→ DIRECTIONS FOR THIS TASK
Write each line exactly as it stands, from the line containing "of the distant" through the end of the data.

[Data listing]

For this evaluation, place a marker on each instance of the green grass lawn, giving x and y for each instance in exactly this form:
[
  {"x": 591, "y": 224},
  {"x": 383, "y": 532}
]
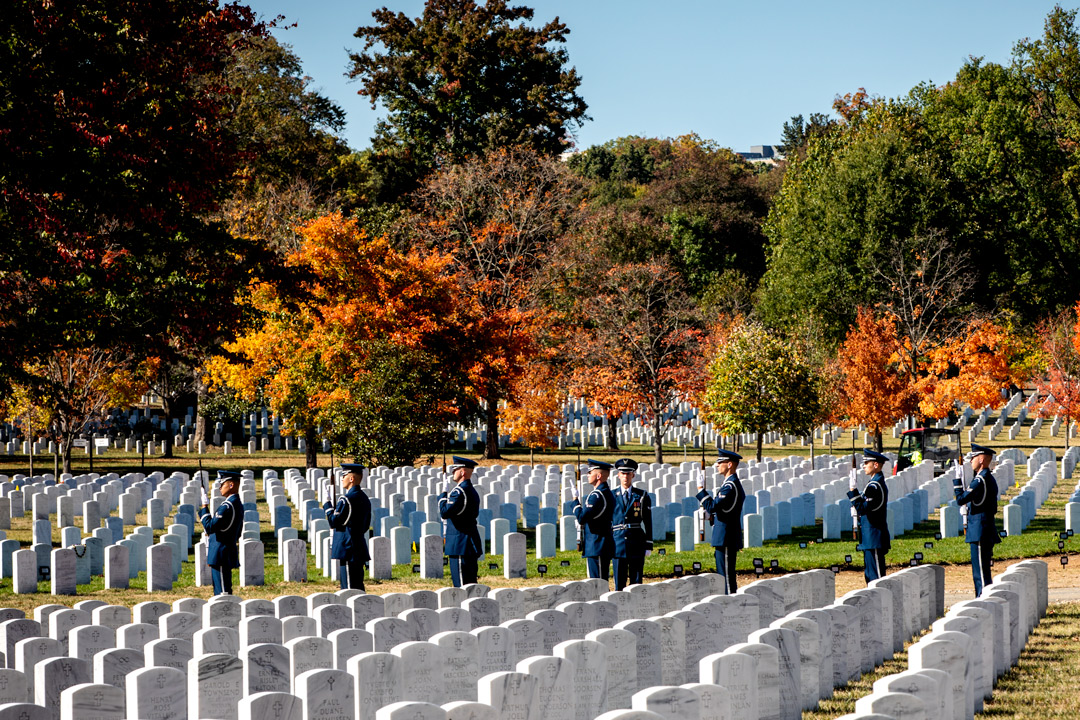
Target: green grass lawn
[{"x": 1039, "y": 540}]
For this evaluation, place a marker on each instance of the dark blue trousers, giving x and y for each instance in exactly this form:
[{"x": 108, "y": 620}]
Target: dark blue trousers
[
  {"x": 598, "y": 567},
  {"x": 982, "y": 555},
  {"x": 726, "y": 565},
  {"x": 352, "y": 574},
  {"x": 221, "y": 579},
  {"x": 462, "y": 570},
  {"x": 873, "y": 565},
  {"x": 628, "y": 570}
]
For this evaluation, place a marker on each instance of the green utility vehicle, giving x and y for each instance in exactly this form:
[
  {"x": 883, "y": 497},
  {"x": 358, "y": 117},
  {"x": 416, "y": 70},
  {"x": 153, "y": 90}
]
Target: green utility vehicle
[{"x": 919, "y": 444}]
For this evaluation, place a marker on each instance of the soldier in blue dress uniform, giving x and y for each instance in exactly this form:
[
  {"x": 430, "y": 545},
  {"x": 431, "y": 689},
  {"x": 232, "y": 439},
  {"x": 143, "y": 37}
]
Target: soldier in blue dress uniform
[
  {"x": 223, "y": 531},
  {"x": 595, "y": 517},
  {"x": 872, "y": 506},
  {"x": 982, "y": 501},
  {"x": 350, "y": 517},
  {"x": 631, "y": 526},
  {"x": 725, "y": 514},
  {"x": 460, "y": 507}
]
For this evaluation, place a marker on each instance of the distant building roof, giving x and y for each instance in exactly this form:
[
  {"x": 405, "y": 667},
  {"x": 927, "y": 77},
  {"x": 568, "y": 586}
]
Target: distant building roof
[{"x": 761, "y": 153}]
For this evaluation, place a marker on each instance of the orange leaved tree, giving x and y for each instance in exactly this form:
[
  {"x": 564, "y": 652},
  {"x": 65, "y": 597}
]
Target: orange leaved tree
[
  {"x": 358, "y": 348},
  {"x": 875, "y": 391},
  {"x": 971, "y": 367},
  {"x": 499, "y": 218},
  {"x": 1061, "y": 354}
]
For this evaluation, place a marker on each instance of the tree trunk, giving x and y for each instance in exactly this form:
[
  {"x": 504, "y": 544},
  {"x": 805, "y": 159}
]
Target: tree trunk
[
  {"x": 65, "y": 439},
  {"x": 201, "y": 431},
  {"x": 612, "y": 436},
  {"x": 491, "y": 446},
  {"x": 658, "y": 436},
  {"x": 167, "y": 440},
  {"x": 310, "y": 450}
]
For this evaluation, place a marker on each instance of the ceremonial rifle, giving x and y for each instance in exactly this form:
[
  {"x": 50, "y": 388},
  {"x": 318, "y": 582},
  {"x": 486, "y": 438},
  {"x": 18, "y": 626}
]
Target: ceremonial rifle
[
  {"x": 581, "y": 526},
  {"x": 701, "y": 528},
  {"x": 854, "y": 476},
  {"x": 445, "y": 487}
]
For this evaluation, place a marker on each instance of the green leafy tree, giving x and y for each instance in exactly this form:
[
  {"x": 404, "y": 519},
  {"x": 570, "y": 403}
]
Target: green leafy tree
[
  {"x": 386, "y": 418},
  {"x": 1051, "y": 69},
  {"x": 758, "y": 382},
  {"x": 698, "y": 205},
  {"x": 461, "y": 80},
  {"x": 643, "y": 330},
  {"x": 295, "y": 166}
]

→ RESULT
For this evaluation, place a marker on each instance of the distant building roof, giving x and y for each instance in exactly this form:
[
  {"x": 405, "y": 667},
  {"x": 927, "y": 77},
  {"x": 568, "y": 586}
]
Target: distant building roof
[{"x": 761, "y": 153}]
For this evaluation, place a marker on each instance of the orange leaved tree, giving x and y for each instance in exactly this form:
[
  {"x": 564, "y": 652},
  {"x": 65, "y": 597}
]
Target: orange leaved tree
[
  {"x": 358, "y": 348},
  {"x": 875, "y": 391},
  {"x": 971, "y": 367},
  {"x": 499, "y": 218},
  {"x": 1061, "y": 354}
]
For this evaluation, place a marker on each instance of the tree trunk, giving x and y for each instance in exactly this form:
[
  {"x": 504, "y": 544},
  {"x": 805, "y": 159}
]
Target: tree trunk
[
  {"x": 65, "y": 439},
  {"x": 201, "y": 431},
  {"x": 612, "y": 436},
  {"x": 491, "y": 446},
  {"x": 658, "y": 436},
  {"x": 167, "y": 440},
  {"x": 310, "y": 450}
]
For this evaluation, place a marker on each instance of the ceremonial rifle, giving x and y for each instance in exactly this form:
[
  {"x": 50, "y": 388},
  {"x": 318, "y": 582},
  {"x": 486, "y": 438},
  {"x": 18, "y": 626}
]
Target: ceremonial rifle
[
  {"x": 581, "y": 526},
  {"x": 701, "y": 528},
  {"x": 854, "y": 476},
  {"x": 445, "y": 487}
]
For this evaluation, place a marker on each instance of the green leafy tree, giving x and y for each instance in exactly this form:
[
  {"x": 404, "y": 519},
  {"x": 570, "y": 403}
]
Target: green leafy tree
[
  {"x": 386, "y": 418},
  {"x": 1051, "y": 69},
  {"x": 758, "y": 382},
  {"x": 698, "y": 205},
  {"x": 461, "y": 80},
  {"x": 643, "y": 330},
  {"x": 295, "y": 166}
]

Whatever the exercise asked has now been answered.